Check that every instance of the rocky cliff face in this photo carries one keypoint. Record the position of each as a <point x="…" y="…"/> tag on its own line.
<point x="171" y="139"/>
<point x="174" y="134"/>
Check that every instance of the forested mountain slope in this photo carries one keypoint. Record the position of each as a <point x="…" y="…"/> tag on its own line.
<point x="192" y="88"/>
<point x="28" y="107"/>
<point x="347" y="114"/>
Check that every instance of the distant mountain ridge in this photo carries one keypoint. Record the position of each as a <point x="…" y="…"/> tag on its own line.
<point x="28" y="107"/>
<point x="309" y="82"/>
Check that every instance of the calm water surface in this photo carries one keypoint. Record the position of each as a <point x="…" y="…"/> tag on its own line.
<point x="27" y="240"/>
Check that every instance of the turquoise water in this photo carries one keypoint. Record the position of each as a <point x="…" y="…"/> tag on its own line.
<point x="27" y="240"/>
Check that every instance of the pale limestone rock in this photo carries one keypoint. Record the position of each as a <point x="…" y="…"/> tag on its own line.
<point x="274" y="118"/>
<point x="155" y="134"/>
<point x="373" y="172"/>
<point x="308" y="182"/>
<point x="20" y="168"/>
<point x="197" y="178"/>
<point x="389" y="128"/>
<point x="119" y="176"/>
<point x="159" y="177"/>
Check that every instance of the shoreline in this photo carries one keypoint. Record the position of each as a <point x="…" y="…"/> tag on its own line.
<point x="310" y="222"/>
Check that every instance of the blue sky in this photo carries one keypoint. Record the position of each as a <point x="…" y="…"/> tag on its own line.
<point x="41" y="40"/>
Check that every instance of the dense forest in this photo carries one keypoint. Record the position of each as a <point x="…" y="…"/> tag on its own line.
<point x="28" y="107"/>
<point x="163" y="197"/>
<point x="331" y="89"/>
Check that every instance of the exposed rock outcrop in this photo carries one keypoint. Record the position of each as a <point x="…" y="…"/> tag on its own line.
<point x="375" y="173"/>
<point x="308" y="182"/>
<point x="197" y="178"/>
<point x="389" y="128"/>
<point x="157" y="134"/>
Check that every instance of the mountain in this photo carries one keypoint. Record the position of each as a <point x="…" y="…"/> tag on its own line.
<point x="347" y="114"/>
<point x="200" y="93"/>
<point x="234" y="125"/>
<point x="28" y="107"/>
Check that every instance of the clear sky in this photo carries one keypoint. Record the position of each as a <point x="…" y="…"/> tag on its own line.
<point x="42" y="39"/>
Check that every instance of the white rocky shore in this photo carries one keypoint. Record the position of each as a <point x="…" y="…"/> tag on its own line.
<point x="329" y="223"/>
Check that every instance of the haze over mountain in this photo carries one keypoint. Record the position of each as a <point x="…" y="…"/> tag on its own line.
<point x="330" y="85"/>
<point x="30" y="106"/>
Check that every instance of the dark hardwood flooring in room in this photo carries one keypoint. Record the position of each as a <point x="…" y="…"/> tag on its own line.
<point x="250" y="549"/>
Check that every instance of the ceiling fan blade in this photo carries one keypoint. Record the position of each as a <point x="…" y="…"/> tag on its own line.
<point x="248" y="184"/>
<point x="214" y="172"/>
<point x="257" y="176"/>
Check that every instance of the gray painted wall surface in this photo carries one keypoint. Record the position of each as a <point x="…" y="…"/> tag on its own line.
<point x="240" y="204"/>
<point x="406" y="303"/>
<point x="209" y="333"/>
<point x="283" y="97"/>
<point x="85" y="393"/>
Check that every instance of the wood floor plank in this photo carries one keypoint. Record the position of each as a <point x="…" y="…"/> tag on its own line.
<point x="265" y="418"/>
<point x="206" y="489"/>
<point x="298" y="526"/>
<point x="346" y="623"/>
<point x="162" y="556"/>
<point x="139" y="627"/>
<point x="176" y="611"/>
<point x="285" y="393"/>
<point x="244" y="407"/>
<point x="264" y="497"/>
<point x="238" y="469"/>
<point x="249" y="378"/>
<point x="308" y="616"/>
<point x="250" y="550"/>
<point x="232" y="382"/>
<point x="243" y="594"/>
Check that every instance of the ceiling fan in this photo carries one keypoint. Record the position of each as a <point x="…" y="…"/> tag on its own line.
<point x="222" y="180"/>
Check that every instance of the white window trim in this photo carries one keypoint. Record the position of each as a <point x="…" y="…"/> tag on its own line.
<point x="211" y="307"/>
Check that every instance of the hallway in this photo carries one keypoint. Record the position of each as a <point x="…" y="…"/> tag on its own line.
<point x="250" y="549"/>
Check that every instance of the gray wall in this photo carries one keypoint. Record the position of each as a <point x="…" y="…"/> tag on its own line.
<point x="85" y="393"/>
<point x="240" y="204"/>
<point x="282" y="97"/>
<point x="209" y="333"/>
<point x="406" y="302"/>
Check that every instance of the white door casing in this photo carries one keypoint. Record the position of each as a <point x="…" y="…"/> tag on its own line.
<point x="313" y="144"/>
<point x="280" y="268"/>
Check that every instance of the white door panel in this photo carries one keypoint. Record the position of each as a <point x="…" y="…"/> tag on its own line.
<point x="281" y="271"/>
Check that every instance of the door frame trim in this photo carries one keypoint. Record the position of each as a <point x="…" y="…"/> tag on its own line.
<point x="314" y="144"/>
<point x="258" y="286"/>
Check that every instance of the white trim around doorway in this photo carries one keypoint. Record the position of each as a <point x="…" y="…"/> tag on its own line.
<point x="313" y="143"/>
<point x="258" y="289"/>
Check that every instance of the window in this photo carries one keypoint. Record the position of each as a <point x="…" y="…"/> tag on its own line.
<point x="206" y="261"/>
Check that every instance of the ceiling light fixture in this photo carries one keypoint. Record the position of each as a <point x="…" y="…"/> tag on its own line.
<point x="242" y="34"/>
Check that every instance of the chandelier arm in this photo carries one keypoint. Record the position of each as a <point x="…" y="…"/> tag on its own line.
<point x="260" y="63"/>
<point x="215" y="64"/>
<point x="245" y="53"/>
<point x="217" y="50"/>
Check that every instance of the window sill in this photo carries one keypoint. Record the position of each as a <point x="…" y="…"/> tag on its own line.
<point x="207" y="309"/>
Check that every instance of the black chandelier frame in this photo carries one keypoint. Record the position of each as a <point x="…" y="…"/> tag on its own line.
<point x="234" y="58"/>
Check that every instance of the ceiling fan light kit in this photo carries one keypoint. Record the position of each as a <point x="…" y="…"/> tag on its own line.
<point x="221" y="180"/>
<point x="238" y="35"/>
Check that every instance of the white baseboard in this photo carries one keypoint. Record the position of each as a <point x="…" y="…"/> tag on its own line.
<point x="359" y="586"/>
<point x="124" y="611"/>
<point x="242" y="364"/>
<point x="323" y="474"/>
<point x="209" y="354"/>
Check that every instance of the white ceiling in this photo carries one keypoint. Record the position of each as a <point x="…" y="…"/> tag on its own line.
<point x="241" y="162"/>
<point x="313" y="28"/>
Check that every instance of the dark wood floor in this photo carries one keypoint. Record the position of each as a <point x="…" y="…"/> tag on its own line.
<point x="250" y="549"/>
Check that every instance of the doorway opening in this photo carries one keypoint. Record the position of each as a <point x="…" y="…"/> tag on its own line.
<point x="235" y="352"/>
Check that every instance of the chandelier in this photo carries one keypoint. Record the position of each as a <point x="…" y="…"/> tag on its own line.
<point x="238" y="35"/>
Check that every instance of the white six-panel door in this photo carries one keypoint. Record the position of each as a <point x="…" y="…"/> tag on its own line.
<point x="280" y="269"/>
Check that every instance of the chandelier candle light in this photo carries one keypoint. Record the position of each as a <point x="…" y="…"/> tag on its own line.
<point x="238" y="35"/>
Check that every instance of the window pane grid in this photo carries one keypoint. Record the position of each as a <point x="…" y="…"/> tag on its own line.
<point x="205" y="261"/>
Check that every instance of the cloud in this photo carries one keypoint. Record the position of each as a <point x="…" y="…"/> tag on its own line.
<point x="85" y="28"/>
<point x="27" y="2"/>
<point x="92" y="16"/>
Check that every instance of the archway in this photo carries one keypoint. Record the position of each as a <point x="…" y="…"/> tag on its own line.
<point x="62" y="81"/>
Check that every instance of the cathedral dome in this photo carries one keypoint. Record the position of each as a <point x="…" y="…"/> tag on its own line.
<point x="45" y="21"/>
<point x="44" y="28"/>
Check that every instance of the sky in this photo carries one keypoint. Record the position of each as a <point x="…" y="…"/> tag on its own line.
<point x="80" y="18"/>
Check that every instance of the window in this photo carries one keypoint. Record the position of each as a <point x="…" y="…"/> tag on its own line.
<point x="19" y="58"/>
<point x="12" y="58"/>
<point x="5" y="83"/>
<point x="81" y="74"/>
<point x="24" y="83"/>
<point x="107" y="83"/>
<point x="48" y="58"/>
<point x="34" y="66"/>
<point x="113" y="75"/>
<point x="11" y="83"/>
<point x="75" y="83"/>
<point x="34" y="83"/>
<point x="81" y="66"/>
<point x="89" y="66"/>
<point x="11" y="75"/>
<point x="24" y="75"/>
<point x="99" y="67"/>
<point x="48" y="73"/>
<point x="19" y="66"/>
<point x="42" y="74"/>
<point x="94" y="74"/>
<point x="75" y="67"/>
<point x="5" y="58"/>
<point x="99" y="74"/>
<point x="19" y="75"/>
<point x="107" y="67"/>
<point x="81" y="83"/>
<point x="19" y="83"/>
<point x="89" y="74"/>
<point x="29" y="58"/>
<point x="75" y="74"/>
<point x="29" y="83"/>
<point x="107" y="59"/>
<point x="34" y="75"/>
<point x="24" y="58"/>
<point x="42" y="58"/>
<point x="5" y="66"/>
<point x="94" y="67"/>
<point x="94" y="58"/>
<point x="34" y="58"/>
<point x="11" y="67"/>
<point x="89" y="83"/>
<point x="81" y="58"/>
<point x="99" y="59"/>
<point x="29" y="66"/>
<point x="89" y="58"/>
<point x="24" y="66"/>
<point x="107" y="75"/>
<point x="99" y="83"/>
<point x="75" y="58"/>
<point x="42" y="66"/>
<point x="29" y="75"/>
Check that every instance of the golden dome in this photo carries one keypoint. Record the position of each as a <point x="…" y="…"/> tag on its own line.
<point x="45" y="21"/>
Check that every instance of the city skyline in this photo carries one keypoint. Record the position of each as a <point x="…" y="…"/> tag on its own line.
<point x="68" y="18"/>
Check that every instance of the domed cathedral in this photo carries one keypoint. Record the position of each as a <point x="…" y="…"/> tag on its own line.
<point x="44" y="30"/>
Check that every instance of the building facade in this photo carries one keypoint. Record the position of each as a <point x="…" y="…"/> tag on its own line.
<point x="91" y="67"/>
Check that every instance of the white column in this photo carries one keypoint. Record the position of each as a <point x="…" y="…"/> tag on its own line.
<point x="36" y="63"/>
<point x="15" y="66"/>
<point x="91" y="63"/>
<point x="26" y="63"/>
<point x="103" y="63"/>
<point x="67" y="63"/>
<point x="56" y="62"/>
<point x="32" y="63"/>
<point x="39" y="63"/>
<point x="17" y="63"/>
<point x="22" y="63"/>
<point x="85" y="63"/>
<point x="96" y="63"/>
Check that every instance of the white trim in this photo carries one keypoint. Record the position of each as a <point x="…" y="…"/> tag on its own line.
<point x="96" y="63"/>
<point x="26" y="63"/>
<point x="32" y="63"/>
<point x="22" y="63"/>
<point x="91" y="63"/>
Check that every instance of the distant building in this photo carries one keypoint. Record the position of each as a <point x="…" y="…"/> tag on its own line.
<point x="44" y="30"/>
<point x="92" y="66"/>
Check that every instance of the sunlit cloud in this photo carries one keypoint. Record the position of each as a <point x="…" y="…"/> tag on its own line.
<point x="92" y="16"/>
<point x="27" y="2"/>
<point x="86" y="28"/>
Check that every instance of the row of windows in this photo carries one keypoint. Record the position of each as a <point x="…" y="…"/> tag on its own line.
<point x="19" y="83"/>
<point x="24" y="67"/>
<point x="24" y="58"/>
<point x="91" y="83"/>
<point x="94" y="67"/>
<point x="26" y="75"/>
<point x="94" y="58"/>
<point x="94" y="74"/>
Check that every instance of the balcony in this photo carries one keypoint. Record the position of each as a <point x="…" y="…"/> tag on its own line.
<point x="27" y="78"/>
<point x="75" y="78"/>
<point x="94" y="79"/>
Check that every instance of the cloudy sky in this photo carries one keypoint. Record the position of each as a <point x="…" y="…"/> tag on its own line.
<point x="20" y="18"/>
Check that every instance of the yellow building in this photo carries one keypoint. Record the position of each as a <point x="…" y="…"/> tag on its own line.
──────────
#### [Exercise directions]
The line containing "Check that every instance of the cloudy" and all lines after it, to the end of the records, are to be output exactly and alone.

#### [Response to this exercise]
Check that every instance of the cloudy sky in this photo carries one keypoint. Record the position of each as a <point x="…" y="…"/> tag on its own line.
<point x="20" y="18"/>
Check that every instance of the yellow building in this photo carries one keypoint. Record the position of each as a <point x="…" y="…"/> tag on its own line.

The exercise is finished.